__DIRECTIVE__:
Copy every entry below verbatim, including its points, and leave out the pictures.

(Entries for pointing and labeling)

- - - - -

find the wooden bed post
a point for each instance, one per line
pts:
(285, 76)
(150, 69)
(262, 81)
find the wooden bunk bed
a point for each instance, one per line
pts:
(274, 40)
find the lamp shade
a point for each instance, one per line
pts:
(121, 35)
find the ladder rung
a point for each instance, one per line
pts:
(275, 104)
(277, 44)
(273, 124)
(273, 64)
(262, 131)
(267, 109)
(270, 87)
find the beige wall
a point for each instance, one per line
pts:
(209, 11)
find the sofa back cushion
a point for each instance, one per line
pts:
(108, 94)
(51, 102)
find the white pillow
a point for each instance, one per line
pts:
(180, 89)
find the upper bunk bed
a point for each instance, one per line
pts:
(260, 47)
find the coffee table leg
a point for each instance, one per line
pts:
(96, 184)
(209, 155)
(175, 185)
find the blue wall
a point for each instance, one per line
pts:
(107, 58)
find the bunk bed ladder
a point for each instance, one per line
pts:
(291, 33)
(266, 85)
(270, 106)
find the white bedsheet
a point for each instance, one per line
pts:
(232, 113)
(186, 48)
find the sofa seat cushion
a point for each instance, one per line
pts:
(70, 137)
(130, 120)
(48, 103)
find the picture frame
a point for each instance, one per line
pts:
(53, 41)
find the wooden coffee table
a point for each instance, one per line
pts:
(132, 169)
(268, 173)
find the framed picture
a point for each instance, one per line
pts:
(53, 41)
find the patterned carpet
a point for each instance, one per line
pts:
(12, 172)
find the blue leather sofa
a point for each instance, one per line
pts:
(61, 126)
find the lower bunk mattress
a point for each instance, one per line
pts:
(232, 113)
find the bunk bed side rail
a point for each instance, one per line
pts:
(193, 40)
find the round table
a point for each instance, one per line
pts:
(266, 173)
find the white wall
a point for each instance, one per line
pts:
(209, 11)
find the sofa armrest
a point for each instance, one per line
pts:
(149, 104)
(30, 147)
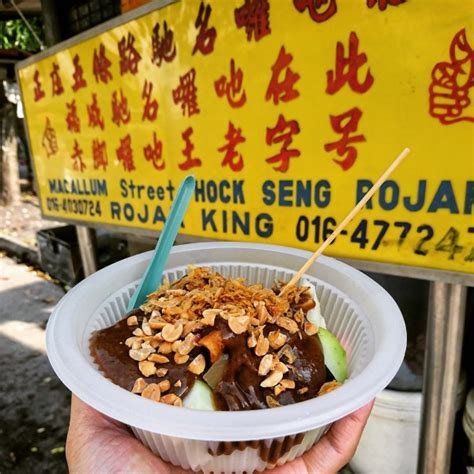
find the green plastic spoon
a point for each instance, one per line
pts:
(152, 277)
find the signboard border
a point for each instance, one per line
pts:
(409, 271)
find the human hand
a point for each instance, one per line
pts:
(452, 83)
(98, 444)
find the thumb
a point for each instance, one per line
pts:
(460, 50)
(338, 445)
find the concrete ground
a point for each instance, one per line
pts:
(34, 405)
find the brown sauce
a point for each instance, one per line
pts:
(269, 453)
(110, 353)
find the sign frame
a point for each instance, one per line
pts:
(430, 274)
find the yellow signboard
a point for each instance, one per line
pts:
(285, 111)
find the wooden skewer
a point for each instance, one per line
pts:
(346, 221)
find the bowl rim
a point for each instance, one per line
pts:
(100, 393)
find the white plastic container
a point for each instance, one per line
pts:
(391, 437)
(357, 310)
(468, 425)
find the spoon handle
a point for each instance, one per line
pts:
(152, 278)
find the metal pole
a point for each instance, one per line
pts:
(87, 247)
(446, 313)
(51, 22)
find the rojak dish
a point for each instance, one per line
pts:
(213, 343)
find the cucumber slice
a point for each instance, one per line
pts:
(334, 354)
(200, 397)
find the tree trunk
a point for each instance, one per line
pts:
(9, 172)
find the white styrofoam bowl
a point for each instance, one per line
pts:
(357, 310)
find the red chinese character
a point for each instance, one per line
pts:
(232, 87)
(283, 133)
(78, 75)
(56, 83)
(95, 114)
(154, 152)
(120, 110)
(317, 11)
(125, 154)
(254, 16)
(99, 154)
(384, 3)
(163, 48)
(190, 162)
(72, 119)
(77, 161)
(129, 56)
(452, 84)
(49, 140)
(185, 93)
(347, 69)
(282, 89)
(206, 36)
(233, 159)
(346, 124)
(39, 92)
(101, 66)
(150, 109)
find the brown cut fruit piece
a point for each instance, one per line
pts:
(214, 343)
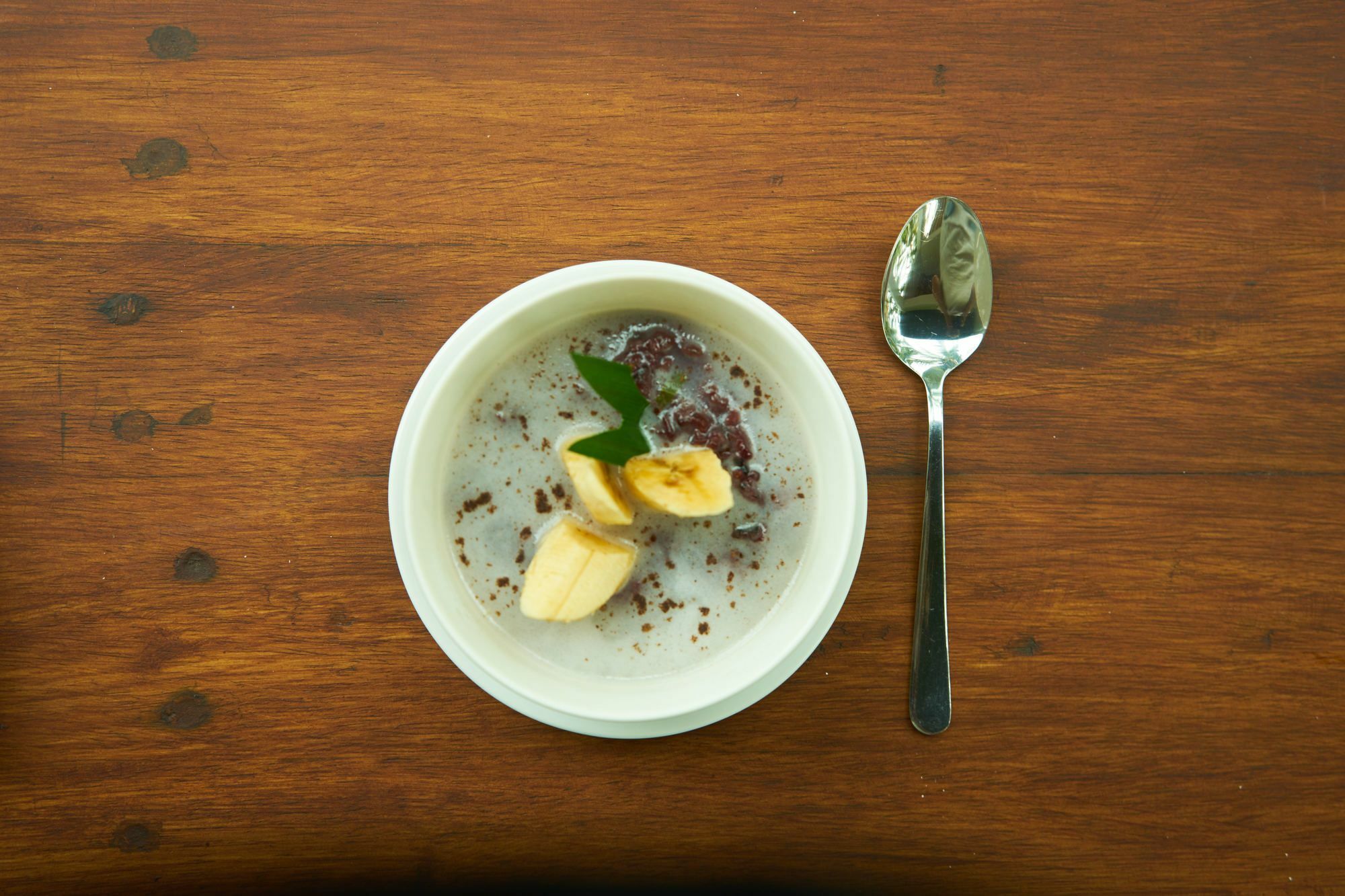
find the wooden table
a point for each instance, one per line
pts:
(233, 235)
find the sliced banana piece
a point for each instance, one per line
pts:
(598, 489)
(684, 483)
(574, 573)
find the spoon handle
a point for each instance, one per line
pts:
(931, 682)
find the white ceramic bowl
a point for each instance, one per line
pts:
(592, 704)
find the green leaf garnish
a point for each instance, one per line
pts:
(615, 446)
(615, 384)
(669, 389)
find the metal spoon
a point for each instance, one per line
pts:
(935, 311)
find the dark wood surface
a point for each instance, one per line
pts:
(1147, 458)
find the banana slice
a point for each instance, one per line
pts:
(684, 483)
(598, 489)
(574, 573)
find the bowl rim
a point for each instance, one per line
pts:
(438, 374)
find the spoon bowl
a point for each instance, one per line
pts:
(938, 287)
(935, 310)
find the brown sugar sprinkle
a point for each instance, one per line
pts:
(485, 498)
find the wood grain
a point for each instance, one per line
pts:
(1148, 455)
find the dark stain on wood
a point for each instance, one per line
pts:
(161, 647)
(1024, 646)
(173, 42)
(186, 710)
(194, 564)
(198, 416)
(137, 837)
(124, 307)
(134, 425)
(158, 158)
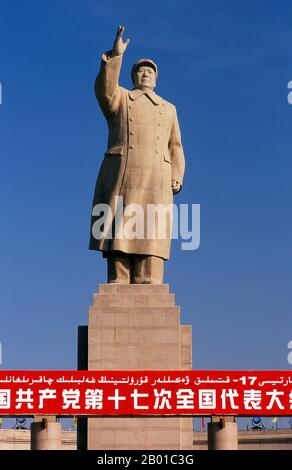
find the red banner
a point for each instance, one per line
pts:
(202, 393)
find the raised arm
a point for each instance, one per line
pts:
(177, 156)
(107, 81)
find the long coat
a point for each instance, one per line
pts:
(144, 155)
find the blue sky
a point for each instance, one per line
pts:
(226, 66)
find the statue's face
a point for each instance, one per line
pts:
(145, 78)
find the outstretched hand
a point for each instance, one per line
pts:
(120, 46)
(176, 186)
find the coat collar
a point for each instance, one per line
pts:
(136, 93)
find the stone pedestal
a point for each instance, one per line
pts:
(222, 433)
(45, 434)
(135, 327)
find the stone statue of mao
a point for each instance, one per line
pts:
(143, 167)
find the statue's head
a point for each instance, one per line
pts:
(144, 74)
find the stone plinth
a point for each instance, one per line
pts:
(137, 327)
(222, 433)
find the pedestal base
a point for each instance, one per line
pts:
(137, 327)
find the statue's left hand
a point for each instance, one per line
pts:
(175, 186)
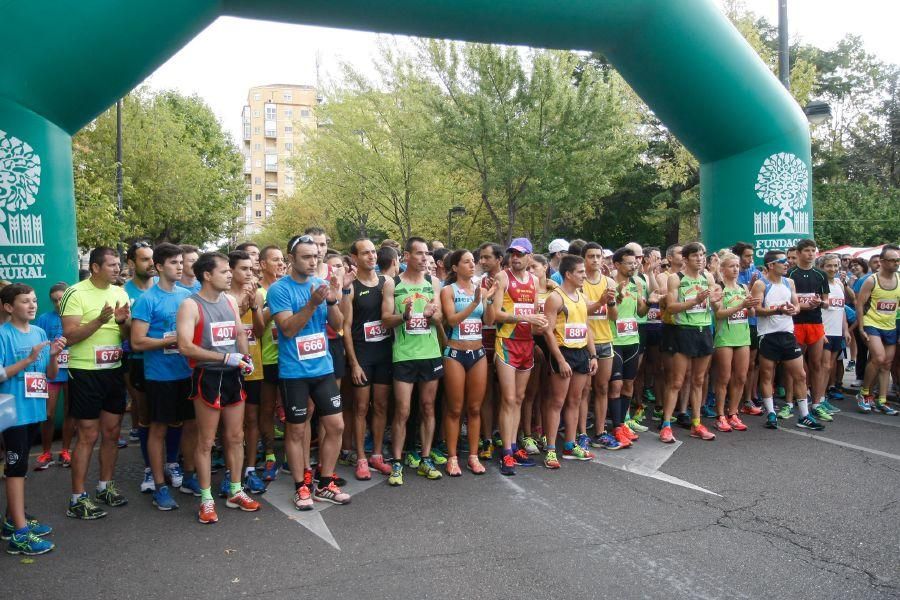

- - - - -

__COMPLETE RESPONSE__:
find the wooden bed post
a point for each instance, one per line
pts:
(285, 76)
(150, 69)
(262, 81)
find the wooden bunk bed
a point for each instance, one per line
pts:
(274, 40)
find the lamp shade
a point for each instance, one per line
pts:
(121, 35)
find the ladder rung
a point for each instance, one per line
pts:
(275, 104)
(277, 44)
(273, 124)
(273, 64)
(262, 131)
(267, 109)
(270, 87)
find the beige wall
a point for each instance, one per line
pts:
(209, 11)
find the sofa back cushion
a point for each instance, one per line
pts:
(108, 94)
(51, 102)
find the white pillow
a point for each instance, one per line
pts:
(180, 89)
find the upper bunk bed
a point for each instance, one per line
pts:
(260, 47)
find the coffee table leg
a point for each instance, one per line
pts:
(96, 184)
(209, 155)
(175, 185)
find the blue wall
a point for each instance, one per line
pts:
(107, 58)
find the bunk bed ladder
a point for each instance, one per line
pts:
(291, 33)
(266, 85)
(270, 106)
find the white bedsheet
a point for each instance, one per line
pts:
(232, 113)
(186, 48)
find the sofa seat cushion
a point for each instance, one per line
pts:
(70, 137)
(130, 120)
(48, 103)
find the picture frame
a point for each instance, one per line
pts:
(53, 41)
find the wooden coffee table
a point for each instance, one per line
pts:
(132, 169)
(268, 173)
find the framed picture
a point for each instance, one per line
pts:
(53, 41)
find the patterned carpet
a point for each instance, one per line
pts:
(12, 172)
find the blue leather sofa
a point for each instance, one per line
pts:
(61, 126)
find the lower bunk mattress
a point for each instance, one per line
pts:
(232, 113)
find the bunk bed side rail
a point for each instance, one per line
pts:
(193, 40)
find the round table
a point for each instance, one per line
pts:
(266, 173)
find the white wall
a point for each instance, one per line
pts:
(209, 11)
find the sofa armrest
a point for each instance, one per line
pts:
(149, 104)
(30, 147)
find the green plastic spoon
a point for each instance, one per line
pts:
(152, 277)
find the signboard border
a point for each instance, one per line
pts:
(409, 271)
find the human hand
a point for each instance, one per line
pts:
(452, 83)
(98, 444)
find the thumb
a point for each instance, one per line
pts:
(460, 50)
(338, 445)
find the concrete ground
a point for each instance, one per line
pts:
(34, 405)
find the brown sauce
a point for each instance, one per line
pts:
(269, 453)
(110, 353)
find the sign frame
a point for each instance, one per line
pts:
(430, 274)
find the yellow signboard
a point for each instance, one per line
pts:
(285, 111)
find the wooden skewer
a point for each instance, one per line
pts:
(346, 221)
find the bowl rim
a point for each instance, one per line
pts:
(100, 393)
find the white plastic container
a point for each instance, one per line
pts:
(391, 437)
(357, 310)
(468, 425)
find the spoon handle
a point for each instance, one per line
pts:
(152, 278)
find the metal pole
a point for each instance, one per line
pts:
(87, 247)
(446, 313)
(51, 22)
find the rojak dish
a point for each instance, one per line
pts:
(213, 343)
find the cucumber slice
a point for each instance, one per line
pts:
(334, 354)
(200, 397)
find the tree trunk
a point for each instance, one per line
pts:
(9, 172)
find the white styrofoam bowl
a point for each instance, one per line
pts:
(357, 310)
find the red chinese character
a point for each instance, one per line
pts:
(232, 87)
(283, 133)
(78, 75)
(56, 83)
(95, 114)
(154, 152)
(120, 110)
(317, 11)
(125, 154)
(254, 16)
(99, 154)
(384, 3)
(163, 48)
(190, 162)
(72, 119)
(77, 161)
(129, 56)
(452, 84)
(49, 140)
(185, 93)
(347, 69)
(282, 89)
(206, 36)
(233, 159)
(346, 124)
(39, 92)
(101, 66)
(150, 109)
find the brown cut fruit piece
a point for each instance, one per line
pts:
(214, 343)
find the wooden table
a point for each instance, one per line
pts:
(233, 235)
find the sliced banana piece
a point for each instance, one per line
pts:
(598, 489)
(684, 483)
(574, 573)
find the spoon handle
a point for each instance, one per line
pts:
(931, 682)
find the white ceramic bowl
a point for each instance, one per line
pts:
(592, 704)
find the green leaf garnish
a point for each instance, one per line
pts:
(615, 446)
(615, 384)
(669, 389)
find the metal spoon
a point for each instance, one per line
pts:
(935, 311)
find the dark wood surface
a point for each instance, one per line
pts:
(1147, 458)
find the banana slice
a point for each instance, one per line
pts:
(684, 483)
(598, 489)
(574, 573)
find the bowl rim
a point for each instance, one per line
pts:
(438, 374)
find the spoon bowl
a point for each instance, one per line
pts:
(938, 287)
(935, 310)
find the brown sugar sprinkle
a point for each instance, one per line
pts:
(485, 498)
find the wood grain
a point for each instance, one per line
pts:
(1148, 455)
find the dark stain on wood
a point for each instance, one per line
pts:
(161, 647)
(1024, 646)
(173, 42)
(186, 710)
(194, 564)
(198, 416)
(137, 837)
(124, 307)
(134, 425)
(158, 158)
find the red banner
a point for each instance, one per line
pts:
(202, 393)
find the raised arm
a point for each instance, one per line
pts:
(177, 156)
(107, 81)
find the long coat
a point for each instance, one per line
pts:
(144, 155)
find the blue sky
a point for each instance, one per line
pts:
(226, 66)
find the statue's face
a point for each instance, one per line
pts:
(145, 78)
find the outstretched hand
a point for each instance, one per line
pts:
(120, 46)
(176, 186)
find the coat collar
a point for each instance, one per line
pts:
(136, 93)
find the stone pedestal
a point for each instance, one per line
pts:
(222, 433)
(45, 434)
(135, 327)
find the stone statue of mao
a point for each instance, one per line
pts:
(143, 167)
find the statue's head
a point for each instance, one per line
pts:
(144, 74)
find the stone plinth
a point for each instance, one per line
pts:
(137, 327)
(222, 433)
find the pedestal base
a point for each instance, one per line
pts:
(137, 327)
find the statue's left hand
a point for each instance, one per line
pts:
(175, 186)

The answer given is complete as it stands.